#### REQUIRED ACTION:
From the entries below, copy exactly the lines from the one that contains "Query: man's face" through the one that contains "Query: bald man", both included, and only those.

** Opening DATA FOR REVIEW block **

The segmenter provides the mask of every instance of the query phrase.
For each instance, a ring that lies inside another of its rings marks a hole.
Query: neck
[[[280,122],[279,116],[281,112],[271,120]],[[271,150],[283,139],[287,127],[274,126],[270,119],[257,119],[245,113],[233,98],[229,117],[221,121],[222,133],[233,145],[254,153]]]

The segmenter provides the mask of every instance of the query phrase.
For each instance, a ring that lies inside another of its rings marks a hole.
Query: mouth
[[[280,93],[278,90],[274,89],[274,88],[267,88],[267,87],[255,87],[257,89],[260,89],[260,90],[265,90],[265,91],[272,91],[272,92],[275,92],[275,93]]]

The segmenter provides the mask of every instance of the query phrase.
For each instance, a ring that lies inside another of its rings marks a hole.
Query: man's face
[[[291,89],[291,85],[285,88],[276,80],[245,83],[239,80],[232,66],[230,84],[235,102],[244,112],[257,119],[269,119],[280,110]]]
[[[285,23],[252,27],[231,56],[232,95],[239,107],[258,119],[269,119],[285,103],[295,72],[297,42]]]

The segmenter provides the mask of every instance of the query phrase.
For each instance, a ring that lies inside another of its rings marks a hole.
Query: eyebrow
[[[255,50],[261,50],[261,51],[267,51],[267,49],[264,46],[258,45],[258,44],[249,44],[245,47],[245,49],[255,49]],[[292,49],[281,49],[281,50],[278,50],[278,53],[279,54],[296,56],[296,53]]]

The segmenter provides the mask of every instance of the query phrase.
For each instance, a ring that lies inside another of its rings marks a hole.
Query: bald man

** Closing DATA FOR REVIEW block **
** Opening DATA FOR REVIEW block **

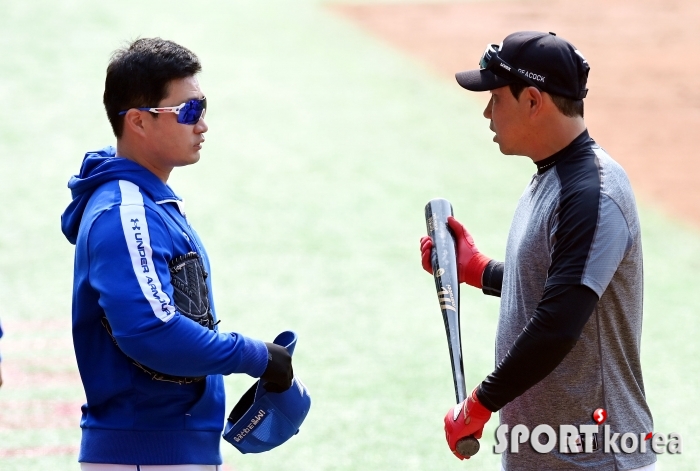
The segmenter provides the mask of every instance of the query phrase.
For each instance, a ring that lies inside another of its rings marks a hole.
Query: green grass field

** Closing DATA FOR REVIEW block **

#### RESULT OF THIS EXERCISE:
Query: man's face
[[[291,89],[291,85],[285,88],[276,80],[245,83],[239,80],[232,66],[230,84],[235,102],[244,112],[257,119],[269,119],[280,110]]]
[[[285,23],[252,27],[231,56],[232,95],[239,107],[258,119],[269,119],[285,103],[295,72],[297,42]]]

The segmenter provides the mask of every instance of the query phrase.
For each instance, a ring that lies inside another of its rings marks a hole.
Query: eyebrow
[[[255,50],[261,50],[261,51],[267,51],[267,49],[264,46],[258,45],[258,44],[249,44],[245,47],[245,49],[255,49]],[[292,49],[281,49],[281,50],[278,50],[278,53],[279,54],[296,56],[296,53]]]

The segmenter provides the mask of every instance of the query phrase.
For each instance, a ring that lies inside another of its rings marks a hole.
Query: bald man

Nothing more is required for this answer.